▶ [What the exercise asks]: Could you switch "the service" to "the tool" everywhere in the lines below, change nothing else, and leave the pictures out?

▶ [Records supplied]:

· · · · · · ·

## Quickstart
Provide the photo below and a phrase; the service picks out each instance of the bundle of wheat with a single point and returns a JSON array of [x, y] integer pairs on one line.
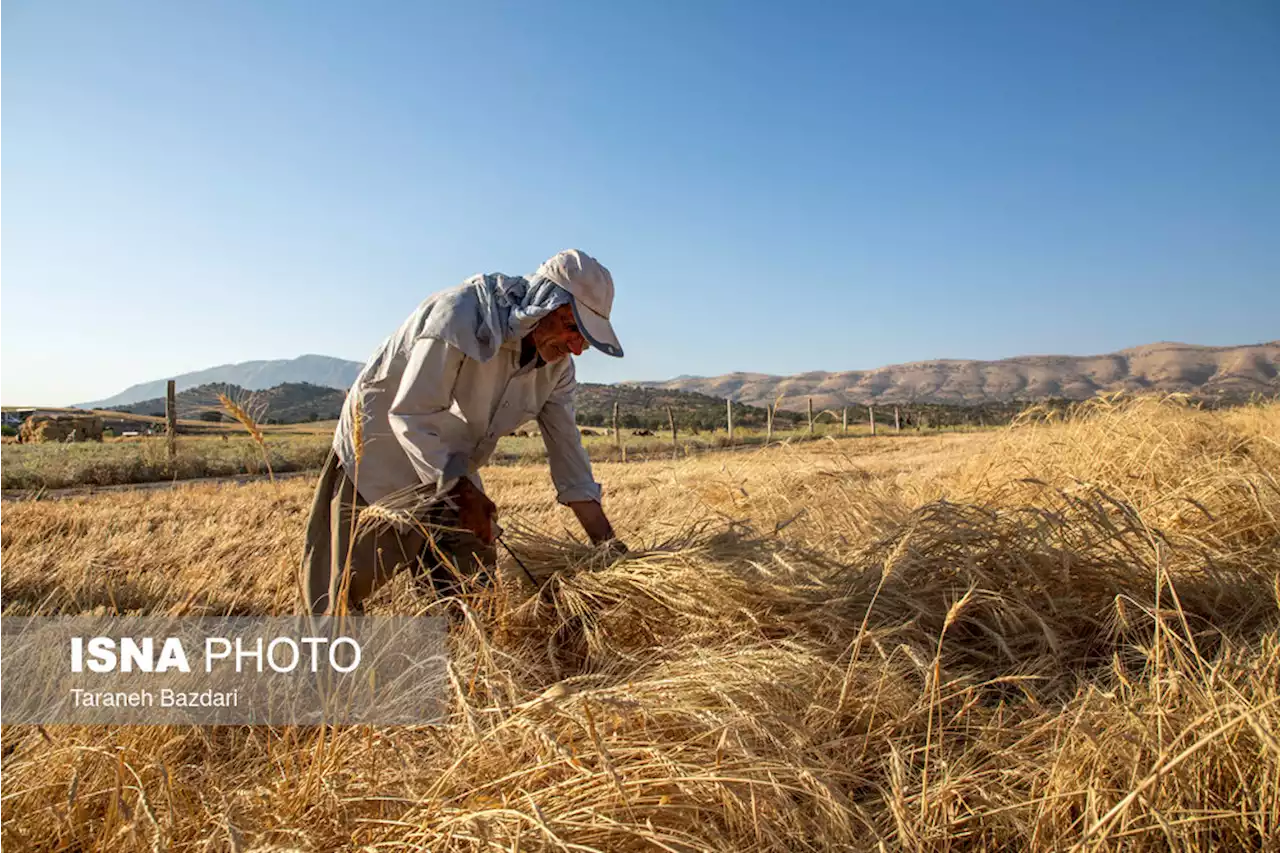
[[62, 428]]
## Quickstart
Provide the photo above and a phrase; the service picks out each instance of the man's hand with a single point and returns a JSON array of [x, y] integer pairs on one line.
[[597, 525], [475, 510]]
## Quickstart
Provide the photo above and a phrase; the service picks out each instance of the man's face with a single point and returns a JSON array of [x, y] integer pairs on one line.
[[556, 336]]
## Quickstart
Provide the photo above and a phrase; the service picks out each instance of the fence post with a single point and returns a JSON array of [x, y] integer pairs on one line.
[[675, 445], [170, 416]]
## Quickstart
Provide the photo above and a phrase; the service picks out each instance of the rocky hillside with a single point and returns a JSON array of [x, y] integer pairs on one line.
[[286, 404], [1212, 373]]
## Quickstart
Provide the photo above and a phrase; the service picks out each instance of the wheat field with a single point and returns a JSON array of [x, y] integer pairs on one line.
[[1059, 635]]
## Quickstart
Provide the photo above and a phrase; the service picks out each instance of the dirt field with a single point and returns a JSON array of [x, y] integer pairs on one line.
[[1040, 638]]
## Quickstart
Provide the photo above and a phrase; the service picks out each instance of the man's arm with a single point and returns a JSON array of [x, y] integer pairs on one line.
[[425, 395], [571, 469]]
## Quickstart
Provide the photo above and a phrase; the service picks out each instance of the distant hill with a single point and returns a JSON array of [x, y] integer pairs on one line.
[[289, 402], [1210, 373], [254, 375], [647, 407]]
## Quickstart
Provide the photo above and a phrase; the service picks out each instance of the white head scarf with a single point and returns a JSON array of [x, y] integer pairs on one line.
[[489, 310]]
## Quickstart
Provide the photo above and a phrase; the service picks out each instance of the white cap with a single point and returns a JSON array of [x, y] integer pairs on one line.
[[592, 288]]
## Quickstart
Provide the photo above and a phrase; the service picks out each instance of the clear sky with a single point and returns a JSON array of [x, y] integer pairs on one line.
[[777, 187]]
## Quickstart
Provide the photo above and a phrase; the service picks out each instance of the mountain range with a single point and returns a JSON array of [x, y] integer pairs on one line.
[[1217, 373], [1211, 373], [252, 375]]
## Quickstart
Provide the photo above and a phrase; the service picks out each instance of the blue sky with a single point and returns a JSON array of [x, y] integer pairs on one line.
[[777, 187]]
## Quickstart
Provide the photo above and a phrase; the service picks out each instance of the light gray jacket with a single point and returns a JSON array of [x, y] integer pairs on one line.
[[432, 413]]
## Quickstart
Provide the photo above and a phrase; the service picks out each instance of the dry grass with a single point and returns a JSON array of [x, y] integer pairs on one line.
[[1060, 635]]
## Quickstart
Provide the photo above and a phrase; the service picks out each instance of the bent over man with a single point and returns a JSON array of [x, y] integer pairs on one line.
[[470, 365]]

· · · · · · ·

▶ [Result]:
## Quickstart
Provide the photo below and a phrase; the tool picks out each instance of the bundle of wheat with a single point and returns a JSON array of [x, y] integer pairs on one line.
[[62, 428]]
## Quickstart
Provide the photo above and a phrase; the tool picks out each instance of the man's hand with a single point and returns a JSON array of [x, y] integer pairs on one line.
[[597, 525], [475, 510]]
## Quickstart
Provide the photo above and a phrase; the tool picks out each instance of the man's face with a single point and returns a JSON array of [x, y] integer pairs on one line.
[[556, 336]]
## Quickstart
Provide the photo above and a phrase; the tool picks out each instance of the fence post with a single point and returns a JSON array of [x, y] integer pairs on one line.
[[675, 445], [170, 416]]
## Quickstart
Provide the photo above and a phrase; the tool picks out each instance of the rocky hillside with a single point and returns a JSON array of [x, y] integer pairs on one line.
[[286, 404], [1212, 373]]
## Quickstart
Provide the photo above and a phrase; the tool picks out each instance of the wheat field with a single point and returns a JSON array of [x, y] integer pairs on one line.
[[1059, 635]]
## Quickstart
Provide the photo above and a phrase; the tool picks out each instance of the dirt field with a single point and returns a JSON array of [x, y] integer pairs on one line.
[[1040, 638]]
## Quickstart
Provide the photo above and a phrase; the tool picks out each instance of the man's arm with a single point and returns a JSON array of [x, y] integer pairs on one line.
[[425, 395], [571, 469]]
## Quickstart
Provide the photo above and a phrase; the tool picks out each instance of the distant hill with a single point and returns a JSON array of [x, y] integer pairs on one line.
[[289, 402], [1210, 373], [254, 375], [647, 407]]
## Quickstart
Provide the photo above and a phrase; the tool picks out each instance of the white head scarf with a single point and returns a JSON array of [x, y] integer pairs on one line.
[[489, 310]]
## Quickstart
Provide the photo above and a phrase; the tool picks out each instance of the white cap with a single point and returns a JSON array of [x, y] integer pairs on one line.
[[592, 288]]
## Quickstart
Provide the photo above and a phrase; the tool picks out each instance of the clear sky with a single point and returns a JSON array of [x, y] integer pairs on one line.
[[777, 187]]
## Quickstart
Provide the photo above and a phrase; the tool picks out each instance of the mountain range with a single point and returns a JSON array of [x, y] integer pairs on one line.
[[1217, 373], [1211, 373], [252, 375]]
## Quickstart
Provide the photo above and a phrase; the tool picks out each instance of the blue sky with a single point and returns a JSON array of [x, y] integer pairs on one line.
[[777, 187]]
## Quickstart
Provide the photo above and a phrase; the tool picks out each instance of the light gray jacket with a single point and returns a JSON array of [x, y] integer pairs on one line.
[[432, 413]]
## Quickstart
Provide the photo above and a phrase; the tool picks out each instance of the dry grass with a single point and returns a JSON array of [x, y] integer pairs on one line.
[[1060, 635]]
## Quickstart
Provide the photo above and a phrase; the tool picks out each instance of the bent over man with a single point and returns a JSON array of [x, y] integer pairs on one line.
[[470, 365]]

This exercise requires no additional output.